◆ WHAT YOU HAVE TO DO ◆
Copy the forum thread on horse-training books word for word, from "# Sean Patrick" down to "a confidence boost.".

◆ SOURCE DOCUMENT ◆
# Sean Patrick vs. Clinton Anderson? (books)



## kayhmk

Hi all, 

I'm in a bit of dilemma whether I should get Clinton Anderson's _Downunder Horsemanship_ or Sean Patrick's _The Modern Horseman's Countdown to Broke_ as our new training guide. That is to say, I'd like to have something against which to check our progress and aid me when we run into a slump. I do have a trainer who visits every once in a while and plan on continuing with my eclectic mix of training tools, so the book would be only for extra help and a confidence boost.

The _Countdown_ seems interesting in a way it's ordered in small steps and covers a lot of ground. The "negative" would be that I'm not actually familiar with Patrick's methods and style. Also, don't have a roundpen. 

_Downunder_ on the other hand seems logical and familiar to me. The "negative" in this case would be that I don't know how much into detail the book goes (f.ex. would it tell me what to do when my horse won't turn in lungeing for respect?) and that I'm not too fond of the stick (having enough trouble with only the rope in my hands ).

*Which would you recommend getting (first)? Looking for any views which is better or how useful these have been to you. *
____________________

Background for those interested: 
I've started riding 17 years ago and have been interested in training (in a bigger scale) for about 13 years. I've had a few years off especially from training and my confidence has suffered. So, like any sensible person would, I bought a difficult 5 year old.  She has gone through horse-human basics (= all the way to riding every gait) but I've made pretty much a re-start with her these past months. Our biggest problem at the moment (in my opinion) is getting my horse's attention and keeping it more than a second at a time. 

A few examples of stuff I've used and studied before: roundpenning, Parelli, join-up, Leslie Desmond, Karl Ferdinand Hempfling, Piet Nibbelink, Chris Cox, Bob Avila, classical dressage training.

◆ LISTED ENTRIES ◆

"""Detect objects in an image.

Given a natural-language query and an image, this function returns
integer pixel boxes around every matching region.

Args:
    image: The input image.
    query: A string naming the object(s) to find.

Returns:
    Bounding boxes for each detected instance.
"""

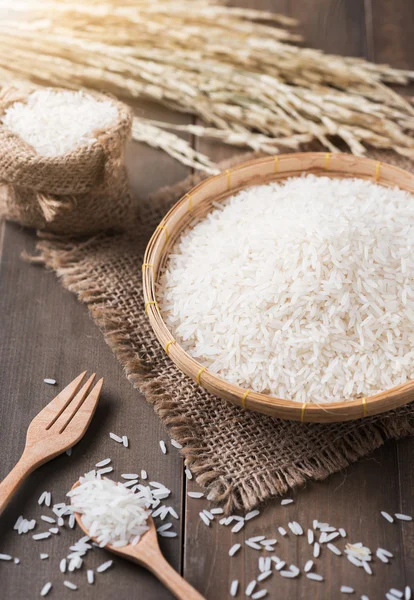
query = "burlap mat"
[33,149,414,510]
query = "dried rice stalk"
[0,0,414,172]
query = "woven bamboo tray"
[142,152,414,423]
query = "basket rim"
[142,152,414,422]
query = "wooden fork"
[0,371,103,514]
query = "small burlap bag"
[31,152,414,511]
[0,87,132,235]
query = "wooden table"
[0,0,414,600]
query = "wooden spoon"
[72,481,204,600]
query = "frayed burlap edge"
[33,155,414,513]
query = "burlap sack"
[0,87,132,235]
[31,152,414,511]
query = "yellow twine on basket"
[157,225,170,242]
[165,340,177,356]
[145,300,158,314]
[242,390,250,408]
[226,169,231,190]
[197,367,207,385]
[300,402,307,423]
[375,161,381,181]
[361,398,367,417]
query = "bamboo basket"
[142,152,414,423]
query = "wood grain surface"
[0,0,414,600]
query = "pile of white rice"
[67,471,150,548]
[157,175,414,402]
[2,89,118,156]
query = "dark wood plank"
[0,104,189,600]
[365,0,414,69]
[184,0,414,600]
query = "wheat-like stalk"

◆ EXERCISE OUTPUT ◆
# Sean Patrick vs. Clinton Anderson? (books)



## kayhmk

Hi all, 

I'm in a bit of dilemma whether I should get Clinton Anderson's _Downunder Horsemanship_ or Sean Patrick's _The Modern Horseman's Countdown to Broke_ as our new training guide. That is to say, I'd like to have something against which to check our progress and aid me when we run into a slump. I do have a trainer who visits every once in a while and plan on continuing with my eclectic mix of training tools, so the book would be only for extra help and a confidence boost.